**Work order**
Can you retype the passage on Václav Vačkář word for word, starting at "Václav Vačkář (12" and ending at "in Czech conservatories."?

**Text passage**

Václav Vačkář (12 August 1881 – 4 February 1954) was a Czech composer and conductor of the late romantic era. He is well known for his marches, especially for his march "Šohaj". Vačkář is also a very prolific composer with over 300 original pieces of music.

==Biography==
Vačkář received military training in Przemyśl, Poland, from 1895 to 1898 during which he began learning about music through a military program. After his time in Poland Váckář began to play and conduct in various local orchestras including the Czech Philharmonic. In 1952 he wrote the book Instrumentace symfonického orchestru a hudby dechové ("Instrumentation for the Symphony Orchestra and Wind Music") with his aforementioned son Dalibor C. Vačkář which is still taught in Czech conservatories.

==Influences==
Vaćkář's predecessor Bedřich Smetana innovated the Czech nationalistic style. A style that embodied the desire many Czechs felt to secede from the Austrian Empire and was also adopted by many Czech composers — including Vaćkář. Another significant influence on Vačkář was Antonín Dvořák who was also a champion of Czech nationalism. Dvořak composed a series of Bohemian dances called the Slavonic Dances which impart inspired Vačkář to compose his own dances from Bohemia.

==Family==
He was the father of Dalibor C. Vačkář, who was also a notable Czech composer.

**Source material**
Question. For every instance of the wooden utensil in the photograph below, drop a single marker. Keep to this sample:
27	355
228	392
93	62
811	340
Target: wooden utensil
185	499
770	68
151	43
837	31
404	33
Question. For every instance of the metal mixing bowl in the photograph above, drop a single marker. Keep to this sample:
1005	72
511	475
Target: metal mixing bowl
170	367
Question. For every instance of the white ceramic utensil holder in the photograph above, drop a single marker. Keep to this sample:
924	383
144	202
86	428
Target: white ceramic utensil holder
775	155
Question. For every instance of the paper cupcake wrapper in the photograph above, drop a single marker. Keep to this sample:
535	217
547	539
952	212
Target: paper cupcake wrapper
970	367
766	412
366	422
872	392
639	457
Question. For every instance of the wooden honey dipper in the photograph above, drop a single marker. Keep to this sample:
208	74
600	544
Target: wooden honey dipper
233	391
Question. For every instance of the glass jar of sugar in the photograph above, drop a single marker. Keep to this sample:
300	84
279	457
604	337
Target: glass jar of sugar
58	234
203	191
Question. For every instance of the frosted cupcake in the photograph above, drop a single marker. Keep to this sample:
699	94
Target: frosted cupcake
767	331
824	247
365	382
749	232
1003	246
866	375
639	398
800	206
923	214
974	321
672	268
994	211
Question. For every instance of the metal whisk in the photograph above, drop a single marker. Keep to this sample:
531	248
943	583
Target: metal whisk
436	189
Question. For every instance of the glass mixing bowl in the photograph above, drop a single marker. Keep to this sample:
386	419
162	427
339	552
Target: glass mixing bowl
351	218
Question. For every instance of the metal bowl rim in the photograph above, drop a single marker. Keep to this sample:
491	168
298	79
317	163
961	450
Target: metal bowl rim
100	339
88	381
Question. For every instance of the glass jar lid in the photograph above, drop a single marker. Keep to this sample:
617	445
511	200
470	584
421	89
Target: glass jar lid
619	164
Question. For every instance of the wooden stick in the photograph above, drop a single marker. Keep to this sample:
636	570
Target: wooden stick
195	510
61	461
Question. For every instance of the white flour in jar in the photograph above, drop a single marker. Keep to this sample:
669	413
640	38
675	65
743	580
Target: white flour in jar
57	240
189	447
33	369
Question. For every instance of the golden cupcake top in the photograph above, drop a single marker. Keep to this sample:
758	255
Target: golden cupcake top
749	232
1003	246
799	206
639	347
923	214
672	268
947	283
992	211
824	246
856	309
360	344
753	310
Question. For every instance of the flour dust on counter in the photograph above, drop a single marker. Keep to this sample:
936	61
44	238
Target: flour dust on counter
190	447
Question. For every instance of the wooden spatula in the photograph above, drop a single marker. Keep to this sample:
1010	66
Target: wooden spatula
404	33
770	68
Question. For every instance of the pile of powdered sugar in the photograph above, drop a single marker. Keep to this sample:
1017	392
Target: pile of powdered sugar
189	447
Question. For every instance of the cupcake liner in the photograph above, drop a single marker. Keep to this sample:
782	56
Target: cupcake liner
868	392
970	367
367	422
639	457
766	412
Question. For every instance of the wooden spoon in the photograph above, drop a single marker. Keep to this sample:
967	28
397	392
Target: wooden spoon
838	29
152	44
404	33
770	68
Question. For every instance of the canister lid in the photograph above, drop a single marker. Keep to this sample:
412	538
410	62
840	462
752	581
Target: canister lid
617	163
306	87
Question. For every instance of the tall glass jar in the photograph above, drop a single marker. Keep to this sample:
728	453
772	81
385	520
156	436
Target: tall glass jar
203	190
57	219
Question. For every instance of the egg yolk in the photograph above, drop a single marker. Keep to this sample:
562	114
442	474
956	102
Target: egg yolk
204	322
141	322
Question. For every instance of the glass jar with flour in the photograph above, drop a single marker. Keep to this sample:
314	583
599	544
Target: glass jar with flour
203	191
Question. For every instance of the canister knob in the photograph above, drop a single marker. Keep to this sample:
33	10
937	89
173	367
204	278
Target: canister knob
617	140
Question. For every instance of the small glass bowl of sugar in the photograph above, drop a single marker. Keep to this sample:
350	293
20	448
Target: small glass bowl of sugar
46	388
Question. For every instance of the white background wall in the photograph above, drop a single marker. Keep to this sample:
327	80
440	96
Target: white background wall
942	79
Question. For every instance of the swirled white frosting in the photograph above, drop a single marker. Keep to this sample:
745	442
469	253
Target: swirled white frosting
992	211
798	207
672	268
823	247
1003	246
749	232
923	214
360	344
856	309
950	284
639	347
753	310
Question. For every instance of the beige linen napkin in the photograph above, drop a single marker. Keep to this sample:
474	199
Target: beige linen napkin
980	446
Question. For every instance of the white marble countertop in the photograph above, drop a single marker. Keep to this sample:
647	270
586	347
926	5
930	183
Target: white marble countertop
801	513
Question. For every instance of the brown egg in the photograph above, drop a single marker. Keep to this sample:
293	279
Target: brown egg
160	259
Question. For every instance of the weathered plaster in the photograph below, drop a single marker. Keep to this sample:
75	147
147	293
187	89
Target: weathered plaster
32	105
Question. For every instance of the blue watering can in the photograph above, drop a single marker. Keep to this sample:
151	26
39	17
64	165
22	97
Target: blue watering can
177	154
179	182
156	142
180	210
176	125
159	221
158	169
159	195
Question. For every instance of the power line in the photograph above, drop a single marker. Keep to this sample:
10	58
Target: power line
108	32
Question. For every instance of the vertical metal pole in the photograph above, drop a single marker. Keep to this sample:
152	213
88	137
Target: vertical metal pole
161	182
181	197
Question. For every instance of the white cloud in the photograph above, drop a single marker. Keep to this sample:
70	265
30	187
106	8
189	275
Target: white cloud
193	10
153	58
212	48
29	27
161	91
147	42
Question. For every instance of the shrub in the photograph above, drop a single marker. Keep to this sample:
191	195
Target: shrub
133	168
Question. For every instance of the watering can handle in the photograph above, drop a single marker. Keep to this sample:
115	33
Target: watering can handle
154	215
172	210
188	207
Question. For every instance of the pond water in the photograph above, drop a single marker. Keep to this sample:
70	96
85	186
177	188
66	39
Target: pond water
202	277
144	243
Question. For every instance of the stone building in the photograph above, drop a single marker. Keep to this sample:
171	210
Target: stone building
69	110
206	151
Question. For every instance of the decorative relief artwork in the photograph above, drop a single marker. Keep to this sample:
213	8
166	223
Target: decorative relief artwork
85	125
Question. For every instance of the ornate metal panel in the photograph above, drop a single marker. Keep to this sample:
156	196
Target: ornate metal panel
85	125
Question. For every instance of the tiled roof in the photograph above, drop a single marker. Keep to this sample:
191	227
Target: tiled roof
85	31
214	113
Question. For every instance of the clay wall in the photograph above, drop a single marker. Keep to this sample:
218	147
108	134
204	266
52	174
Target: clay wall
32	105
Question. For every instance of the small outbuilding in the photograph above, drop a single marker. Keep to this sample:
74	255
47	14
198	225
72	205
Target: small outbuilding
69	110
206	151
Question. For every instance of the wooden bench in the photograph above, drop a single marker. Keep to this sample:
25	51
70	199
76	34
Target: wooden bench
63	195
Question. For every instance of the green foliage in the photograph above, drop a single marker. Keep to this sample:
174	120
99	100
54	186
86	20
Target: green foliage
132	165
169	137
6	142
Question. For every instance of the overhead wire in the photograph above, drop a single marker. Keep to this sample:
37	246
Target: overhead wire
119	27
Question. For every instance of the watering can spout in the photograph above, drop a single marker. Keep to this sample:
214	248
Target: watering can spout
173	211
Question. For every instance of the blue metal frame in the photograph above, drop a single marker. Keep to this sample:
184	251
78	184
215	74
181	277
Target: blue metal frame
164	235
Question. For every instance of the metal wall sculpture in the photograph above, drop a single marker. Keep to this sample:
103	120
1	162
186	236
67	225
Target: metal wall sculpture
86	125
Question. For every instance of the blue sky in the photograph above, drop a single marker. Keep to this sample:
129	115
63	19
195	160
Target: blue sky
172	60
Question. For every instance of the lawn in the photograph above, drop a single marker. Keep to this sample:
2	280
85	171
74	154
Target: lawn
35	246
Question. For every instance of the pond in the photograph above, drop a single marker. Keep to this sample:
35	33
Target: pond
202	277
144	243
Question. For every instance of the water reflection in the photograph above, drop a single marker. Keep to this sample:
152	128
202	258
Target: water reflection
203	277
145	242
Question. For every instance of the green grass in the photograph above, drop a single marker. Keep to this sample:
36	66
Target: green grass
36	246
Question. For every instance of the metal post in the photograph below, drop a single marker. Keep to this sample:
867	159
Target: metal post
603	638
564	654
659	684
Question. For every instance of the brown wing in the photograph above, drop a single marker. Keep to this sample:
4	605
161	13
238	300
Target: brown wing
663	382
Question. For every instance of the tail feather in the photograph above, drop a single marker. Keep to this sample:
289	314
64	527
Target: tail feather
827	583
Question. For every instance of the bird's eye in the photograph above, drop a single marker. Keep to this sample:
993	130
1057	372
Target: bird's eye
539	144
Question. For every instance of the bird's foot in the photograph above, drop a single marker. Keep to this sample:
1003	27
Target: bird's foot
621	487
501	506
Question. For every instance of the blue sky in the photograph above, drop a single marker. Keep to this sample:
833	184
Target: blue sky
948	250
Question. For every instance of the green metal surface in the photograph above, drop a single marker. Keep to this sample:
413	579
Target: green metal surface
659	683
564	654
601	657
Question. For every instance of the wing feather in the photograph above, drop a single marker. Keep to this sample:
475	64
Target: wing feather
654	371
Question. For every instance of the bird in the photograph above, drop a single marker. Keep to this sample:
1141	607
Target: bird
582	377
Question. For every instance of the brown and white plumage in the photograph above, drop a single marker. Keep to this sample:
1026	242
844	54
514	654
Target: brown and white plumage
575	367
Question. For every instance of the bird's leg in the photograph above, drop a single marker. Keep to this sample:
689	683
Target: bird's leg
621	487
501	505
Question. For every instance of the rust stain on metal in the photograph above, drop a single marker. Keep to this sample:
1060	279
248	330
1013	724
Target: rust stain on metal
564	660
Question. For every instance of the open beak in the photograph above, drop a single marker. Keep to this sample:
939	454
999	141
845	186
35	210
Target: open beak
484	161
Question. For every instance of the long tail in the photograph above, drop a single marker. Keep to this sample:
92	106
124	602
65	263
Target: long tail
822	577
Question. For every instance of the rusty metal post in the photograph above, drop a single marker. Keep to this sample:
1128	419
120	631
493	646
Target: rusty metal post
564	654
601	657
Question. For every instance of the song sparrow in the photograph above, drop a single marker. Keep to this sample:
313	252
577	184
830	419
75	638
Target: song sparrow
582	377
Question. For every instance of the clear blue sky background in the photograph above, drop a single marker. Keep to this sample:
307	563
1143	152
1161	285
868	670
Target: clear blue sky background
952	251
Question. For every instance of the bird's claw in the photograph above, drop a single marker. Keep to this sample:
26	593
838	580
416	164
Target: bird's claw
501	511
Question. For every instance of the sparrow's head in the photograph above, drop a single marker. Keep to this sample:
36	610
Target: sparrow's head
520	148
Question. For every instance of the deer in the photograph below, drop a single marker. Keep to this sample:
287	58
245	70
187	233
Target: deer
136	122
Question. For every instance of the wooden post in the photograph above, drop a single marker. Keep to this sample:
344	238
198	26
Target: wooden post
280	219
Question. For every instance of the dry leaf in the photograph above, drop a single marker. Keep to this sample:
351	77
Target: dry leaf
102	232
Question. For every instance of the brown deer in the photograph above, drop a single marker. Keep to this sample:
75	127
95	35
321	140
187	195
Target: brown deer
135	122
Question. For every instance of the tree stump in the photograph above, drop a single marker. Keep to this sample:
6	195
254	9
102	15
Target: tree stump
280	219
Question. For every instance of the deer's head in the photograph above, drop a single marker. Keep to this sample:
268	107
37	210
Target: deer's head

**Written response**
Václav Vačkář (12 August 1881 – 4 February 1954) was a Czech composer and conductor of the late romantic era. He is well known for his marches, especially for his march "Šohaj". Vačkář is also a very prolific composer with over 300 original pieces of music.

==Biography==
Vačkář received military training in Przemyśl, Poland, from 1895 to 1898 during which he began learning about music through a military program. After his time in Poland Váckář began to play and conduct in various local orchestras including the Czech Philharmonic. In 1952 he wrote the book Instrumentace symfonického orchestru a hudby dechové ("Instrumentation for the Symphony Orchestra and Wind Music") with his aforementioned son Dalibor C. Vačkář which is still taught in Czech conservatories.